### Source extract
There are limited fears within Germany about higher inflation over 2021, with banks and economists split on how much of an impact increasing prices will have, or if they will even emerge at all.
German newspaper Handelsblatt published a story this week that interviewed the chief economists at major institutions. According to the article, while the European Central Bank (ECB) said it was more concerned with inflation being too low than too high, DZ Bank and Deutsche Bank have expressed concrete fears of higher inflation.
Inflation fears have been a source of much talk and thinking since the beginning of the year. As was written on these pages recently, those fears have been running hot for some time. In that piece, we wrote on how the ECB had changed the definition of its inflation target from ‘below but close to 2%’ to ‘2%’.
Michael Holstein, chief economist at DZ Bank, was quoted in the Handelsblatt piece. He reportedly said that there were parallels between the German economy of the 1960s and 1970s where there was a long period of stable growth, low inflation, and moderate debt, followed by increased government spending. This led to the Bundesbank being unable to keep inflation under control.
Others such as Jari Stehn, chief economist for Europe at Goldman Sachs, were reported as seeing little inflationary pressure. Stehn told Handelsblatt that he expected inflation within Germany to peak at 4% within the country and 2.8% in the euro area, before falling steeply in 2022.
Door number three
Expert Investor reached out to Carsten Brzeski, chief economist at ING-Diba in Germany, and asked him for his thoughts.
“I’m probably in the third camp,” he says, “higher-but-not-high inflation. Currently, all three camps have a point and only time will tell who is right and who is wrong.”
######
### Recorded information
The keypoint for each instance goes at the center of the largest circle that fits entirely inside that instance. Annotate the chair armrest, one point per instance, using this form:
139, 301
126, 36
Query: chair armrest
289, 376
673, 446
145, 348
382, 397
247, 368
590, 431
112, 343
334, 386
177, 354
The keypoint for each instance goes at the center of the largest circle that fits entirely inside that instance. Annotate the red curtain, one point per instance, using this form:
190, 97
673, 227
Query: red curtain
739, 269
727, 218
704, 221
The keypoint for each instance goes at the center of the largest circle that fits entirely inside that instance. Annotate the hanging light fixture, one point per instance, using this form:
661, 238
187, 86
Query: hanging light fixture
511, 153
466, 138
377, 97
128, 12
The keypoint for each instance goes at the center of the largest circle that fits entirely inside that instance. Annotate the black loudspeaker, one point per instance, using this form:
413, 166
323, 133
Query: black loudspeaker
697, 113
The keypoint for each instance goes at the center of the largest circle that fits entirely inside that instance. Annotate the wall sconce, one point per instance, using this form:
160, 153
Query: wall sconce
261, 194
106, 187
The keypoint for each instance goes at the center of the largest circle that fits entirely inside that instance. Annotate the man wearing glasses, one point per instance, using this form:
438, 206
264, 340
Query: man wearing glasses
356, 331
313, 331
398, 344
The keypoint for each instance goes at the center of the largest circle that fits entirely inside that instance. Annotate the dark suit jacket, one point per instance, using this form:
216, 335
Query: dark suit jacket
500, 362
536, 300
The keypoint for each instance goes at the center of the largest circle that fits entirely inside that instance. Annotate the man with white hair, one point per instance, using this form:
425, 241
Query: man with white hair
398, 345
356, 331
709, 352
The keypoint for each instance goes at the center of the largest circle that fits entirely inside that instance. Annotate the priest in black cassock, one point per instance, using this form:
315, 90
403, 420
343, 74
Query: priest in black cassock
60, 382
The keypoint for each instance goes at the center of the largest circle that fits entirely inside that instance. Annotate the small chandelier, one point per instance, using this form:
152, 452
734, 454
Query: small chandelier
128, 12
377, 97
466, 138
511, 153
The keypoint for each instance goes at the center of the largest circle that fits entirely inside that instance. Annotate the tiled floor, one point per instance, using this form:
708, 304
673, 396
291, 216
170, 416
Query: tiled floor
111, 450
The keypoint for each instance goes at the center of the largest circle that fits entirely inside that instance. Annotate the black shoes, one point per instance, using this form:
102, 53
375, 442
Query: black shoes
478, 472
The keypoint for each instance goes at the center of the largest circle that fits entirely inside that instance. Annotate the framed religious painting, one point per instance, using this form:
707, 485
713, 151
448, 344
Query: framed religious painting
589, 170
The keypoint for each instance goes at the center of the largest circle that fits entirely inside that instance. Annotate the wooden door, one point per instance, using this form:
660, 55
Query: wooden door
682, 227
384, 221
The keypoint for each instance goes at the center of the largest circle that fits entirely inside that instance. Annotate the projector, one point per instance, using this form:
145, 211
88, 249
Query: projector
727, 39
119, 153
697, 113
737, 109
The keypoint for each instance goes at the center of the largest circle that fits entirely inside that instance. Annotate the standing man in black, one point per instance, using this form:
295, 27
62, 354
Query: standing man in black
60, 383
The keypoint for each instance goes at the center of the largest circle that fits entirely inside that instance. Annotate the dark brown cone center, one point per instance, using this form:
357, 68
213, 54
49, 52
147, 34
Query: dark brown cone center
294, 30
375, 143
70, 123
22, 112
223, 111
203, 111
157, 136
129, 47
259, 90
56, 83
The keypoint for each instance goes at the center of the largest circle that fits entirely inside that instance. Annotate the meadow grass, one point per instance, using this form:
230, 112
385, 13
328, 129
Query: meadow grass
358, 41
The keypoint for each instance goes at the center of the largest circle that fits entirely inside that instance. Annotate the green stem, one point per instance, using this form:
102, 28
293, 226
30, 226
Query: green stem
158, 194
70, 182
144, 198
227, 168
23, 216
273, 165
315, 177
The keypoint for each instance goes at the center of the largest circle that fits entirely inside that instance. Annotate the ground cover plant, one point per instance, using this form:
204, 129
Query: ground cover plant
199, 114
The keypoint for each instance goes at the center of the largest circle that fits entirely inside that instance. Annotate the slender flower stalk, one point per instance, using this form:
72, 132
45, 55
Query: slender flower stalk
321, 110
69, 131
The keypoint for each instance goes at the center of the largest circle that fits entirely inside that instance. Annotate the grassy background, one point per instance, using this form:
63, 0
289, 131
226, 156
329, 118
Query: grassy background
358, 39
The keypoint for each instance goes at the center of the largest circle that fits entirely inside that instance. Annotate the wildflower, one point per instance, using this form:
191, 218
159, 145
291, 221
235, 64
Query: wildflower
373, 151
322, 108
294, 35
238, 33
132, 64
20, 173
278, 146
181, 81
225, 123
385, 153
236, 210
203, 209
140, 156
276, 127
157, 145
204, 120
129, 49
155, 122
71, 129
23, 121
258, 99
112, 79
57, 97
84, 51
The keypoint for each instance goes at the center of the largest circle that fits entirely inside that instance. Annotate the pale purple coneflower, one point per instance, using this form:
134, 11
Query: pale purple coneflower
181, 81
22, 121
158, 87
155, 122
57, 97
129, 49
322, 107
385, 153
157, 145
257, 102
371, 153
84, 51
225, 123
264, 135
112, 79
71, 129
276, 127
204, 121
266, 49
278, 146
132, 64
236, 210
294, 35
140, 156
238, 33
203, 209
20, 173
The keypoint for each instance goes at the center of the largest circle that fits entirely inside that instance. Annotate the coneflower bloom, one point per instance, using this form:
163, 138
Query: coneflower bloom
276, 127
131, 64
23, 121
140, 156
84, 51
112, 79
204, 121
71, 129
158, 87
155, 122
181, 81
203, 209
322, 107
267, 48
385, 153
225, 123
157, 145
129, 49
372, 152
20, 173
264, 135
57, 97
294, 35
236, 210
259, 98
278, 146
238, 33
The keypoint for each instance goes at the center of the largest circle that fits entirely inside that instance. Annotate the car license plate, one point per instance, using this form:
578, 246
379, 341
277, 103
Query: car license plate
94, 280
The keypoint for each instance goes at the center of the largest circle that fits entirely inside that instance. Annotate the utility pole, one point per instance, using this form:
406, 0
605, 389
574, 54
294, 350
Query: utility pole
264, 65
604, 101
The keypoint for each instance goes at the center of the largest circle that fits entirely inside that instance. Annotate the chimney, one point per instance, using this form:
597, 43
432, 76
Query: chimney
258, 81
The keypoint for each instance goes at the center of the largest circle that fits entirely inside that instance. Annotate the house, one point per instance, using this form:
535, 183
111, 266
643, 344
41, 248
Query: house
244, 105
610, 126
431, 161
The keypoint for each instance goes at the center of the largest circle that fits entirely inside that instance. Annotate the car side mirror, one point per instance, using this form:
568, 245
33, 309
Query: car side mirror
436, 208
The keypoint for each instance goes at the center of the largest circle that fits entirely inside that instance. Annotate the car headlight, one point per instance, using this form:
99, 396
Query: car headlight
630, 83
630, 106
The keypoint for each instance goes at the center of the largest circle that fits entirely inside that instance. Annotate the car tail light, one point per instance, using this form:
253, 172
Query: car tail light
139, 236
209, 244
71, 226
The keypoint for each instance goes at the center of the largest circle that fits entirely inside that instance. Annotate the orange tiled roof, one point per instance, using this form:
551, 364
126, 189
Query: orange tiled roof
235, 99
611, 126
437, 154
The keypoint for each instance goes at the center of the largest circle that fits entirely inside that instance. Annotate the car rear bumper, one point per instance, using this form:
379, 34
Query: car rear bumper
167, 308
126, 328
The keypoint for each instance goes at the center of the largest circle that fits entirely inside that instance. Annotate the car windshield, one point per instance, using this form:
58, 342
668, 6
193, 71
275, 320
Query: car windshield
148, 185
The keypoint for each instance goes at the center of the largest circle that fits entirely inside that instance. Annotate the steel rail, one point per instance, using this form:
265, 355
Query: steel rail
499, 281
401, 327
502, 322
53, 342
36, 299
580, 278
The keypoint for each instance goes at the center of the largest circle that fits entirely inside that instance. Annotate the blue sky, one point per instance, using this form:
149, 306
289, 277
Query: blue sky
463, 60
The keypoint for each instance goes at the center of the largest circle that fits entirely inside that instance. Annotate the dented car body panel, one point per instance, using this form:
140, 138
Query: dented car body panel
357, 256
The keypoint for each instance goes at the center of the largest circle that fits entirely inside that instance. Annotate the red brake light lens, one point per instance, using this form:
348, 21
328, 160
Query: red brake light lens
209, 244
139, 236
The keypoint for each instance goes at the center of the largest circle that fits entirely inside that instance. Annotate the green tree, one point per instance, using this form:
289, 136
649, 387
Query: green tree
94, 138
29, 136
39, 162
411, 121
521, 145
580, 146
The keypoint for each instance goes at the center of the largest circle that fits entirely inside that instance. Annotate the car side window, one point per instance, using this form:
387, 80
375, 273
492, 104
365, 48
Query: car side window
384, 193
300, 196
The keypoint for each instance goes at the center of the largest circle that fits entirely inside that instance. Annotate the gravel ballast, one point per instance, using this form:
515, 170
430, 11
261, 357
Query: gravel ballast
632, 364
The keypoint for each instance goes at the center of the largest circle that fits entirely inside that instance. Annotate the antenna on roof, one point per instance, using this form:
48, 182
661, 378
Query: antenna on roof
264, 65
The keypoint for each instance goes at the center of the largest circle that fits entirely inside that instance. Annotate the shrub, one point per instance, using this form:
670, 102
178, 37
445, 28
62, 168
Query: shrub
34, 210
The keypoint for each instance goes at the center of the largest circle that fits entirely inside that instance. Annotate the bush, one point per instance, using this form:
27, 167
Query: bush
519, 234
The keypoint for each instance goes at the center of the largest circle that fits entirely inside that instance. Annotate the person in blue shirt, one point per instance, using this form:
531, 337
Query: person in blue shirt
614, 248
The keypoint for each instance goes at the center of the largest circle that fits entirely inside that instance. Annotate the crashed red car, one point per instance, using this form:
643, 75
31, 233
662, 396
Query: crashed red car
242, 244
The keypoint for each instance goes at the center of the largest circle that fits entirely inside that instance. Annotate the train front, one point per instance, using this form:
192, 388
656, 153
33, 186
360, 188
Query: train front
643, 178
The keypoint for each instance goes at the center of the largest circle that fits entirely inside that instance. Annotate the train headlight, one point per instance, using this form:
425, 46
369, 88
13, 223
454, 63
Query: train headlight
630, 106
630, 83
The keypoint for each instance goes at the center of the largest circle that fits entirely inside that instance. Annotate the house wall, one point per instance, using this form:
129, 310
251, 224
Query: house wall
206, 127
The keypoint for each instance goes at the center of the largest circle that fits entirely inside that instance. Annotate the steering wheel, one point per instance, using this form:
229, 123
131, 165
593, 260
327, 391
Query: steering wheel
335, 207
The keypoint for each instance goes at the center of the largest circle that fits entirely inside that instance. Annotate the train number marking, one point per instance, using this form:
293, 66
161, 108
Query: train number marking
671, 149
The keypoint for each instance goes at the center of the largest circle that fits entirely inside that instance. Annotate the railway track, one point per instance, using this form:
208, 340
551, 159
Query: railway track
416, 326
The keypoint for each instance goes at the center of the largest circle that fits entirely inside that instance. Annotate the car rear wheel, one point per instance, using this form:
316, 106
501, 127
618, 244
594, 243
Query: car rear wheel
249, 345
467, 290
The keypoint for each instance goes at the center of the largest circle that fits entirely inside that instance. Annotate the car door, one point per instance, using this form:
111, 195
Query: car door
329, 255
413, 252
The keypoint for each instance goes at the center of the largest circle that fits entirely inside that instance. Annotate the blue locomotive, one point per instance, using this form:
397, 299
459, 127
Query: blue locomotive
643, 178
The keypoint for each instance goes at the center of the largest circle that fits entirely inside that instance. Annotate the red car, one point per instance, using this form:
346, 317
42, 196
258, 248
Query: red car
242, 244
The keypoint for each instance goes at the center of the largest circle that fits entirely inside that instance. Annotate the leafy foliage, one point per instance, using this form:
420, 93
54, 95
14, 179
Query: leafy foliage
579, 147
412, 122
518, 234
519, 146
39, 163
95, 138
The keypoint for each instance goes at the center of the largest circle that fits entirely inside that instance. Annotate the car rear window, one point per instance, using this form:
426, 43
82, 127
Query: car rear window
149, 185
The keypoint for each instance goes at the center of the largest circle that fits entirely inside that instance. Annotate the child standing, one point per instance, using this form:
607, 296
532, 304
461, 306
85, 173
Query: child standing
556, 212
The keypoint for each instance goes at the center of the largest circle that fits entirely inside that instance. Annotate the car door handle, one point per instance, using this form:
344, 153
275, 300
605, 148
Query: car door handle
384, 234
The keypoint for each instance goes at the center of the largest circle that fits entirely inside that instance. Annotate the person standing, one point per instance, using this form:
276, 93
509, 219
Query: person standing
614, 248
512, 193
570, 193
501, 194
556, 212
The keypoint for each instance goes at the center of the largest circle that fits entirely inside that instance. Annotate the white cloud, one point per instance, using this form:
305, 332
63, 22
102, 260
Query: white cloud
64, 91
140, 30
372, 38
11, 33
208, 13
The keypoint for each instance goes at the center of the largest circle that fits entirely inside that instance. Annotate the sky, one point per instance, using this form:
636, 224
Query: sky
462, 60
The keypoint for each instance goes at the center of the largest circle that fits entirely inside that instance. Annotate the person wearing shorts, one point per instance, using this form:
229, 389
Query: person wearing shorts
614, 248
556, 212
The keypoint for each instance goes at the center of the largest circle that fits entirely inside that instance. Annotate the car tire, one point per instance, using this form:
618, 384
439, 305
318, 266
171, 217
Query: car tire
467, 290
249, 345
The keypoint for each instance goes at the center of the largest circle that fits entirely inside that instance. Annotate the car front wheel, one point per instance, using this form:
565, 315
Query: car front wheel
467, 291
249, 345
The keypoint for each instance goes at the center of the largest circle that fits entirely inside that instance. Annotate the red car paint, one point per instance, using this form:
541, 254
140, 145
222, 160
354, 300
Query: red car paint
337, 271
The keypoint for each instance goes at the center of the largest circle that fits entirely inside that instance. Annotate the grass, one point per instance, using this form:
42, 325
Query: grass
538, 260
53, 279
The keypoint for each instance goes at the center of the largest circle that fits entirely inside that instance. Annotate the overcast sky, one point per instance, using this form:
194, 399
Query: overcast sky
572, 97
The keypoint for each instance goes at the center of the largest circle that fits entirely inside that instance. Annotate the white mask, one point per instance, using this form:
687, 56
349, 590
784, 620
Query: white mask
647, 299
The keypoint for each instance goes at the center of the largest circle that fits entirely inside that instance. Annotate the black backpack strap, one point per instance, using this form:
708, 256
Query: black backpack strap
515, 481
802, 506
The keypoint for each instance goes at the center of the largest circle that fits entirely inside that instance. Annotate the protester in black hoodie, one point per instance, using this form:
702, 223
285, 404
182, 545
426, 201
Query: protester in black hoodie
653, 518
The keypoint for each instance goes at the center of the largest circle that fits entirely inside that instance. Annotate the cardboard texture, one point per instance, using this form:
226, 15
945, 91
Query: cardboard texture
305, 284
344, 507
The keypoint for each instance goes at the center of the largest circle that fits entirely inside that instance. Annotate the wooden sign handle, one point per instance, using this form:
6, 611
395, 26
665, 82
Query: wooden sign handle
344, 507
######
- Tasks for this exercise:
1. In the article on German inflation fears, what did the ECB change the definition of its inflation target to?
2. Carry the article on German inflation fears forward from its final sentence.
The data can be set aside; it is not needed here.

- Answers for this exercise:
1. The ECB changed it from "below but close to 2%" to "2%".

2.
Brzeski says that the ECB is too benign in its short-term outlook, particularly against the background that its president, Christine Lagarde, wanted to better communicate to the people. “How do you explain higher fuel prices and higher hospitality prices as ‘transitory’ if people simply feel it in their pockets?” he asks.
He says the current drivers are higher commodity prices coupled with a strong demand from consumers after the lockdowns.
“Therefore, there is a high probability that higher input prices can be passed on to consumers. Add to this the German VAT reversal and you have the main drivers. A lot will now depend on the pass-through. The ECB argues that there won’t be any pass-through and that these so-called one-off factors will disappear and partly even be reversed next year.”
He adds: “More structurally, I see two drivers of low inflation over the last decade: globalisation and digitalisation. Globalisation will be less disinflationary or possibly even inflationary in the coming decade. Digitalisation, price transparency, and services becoming more mobile will continue to insert disinflationary pressure. On top of that, the costs of the fight against climate change will also show up in inflation. Consequently, inflationary pressure should be somewhat higher in the coming decade than in the previous one.”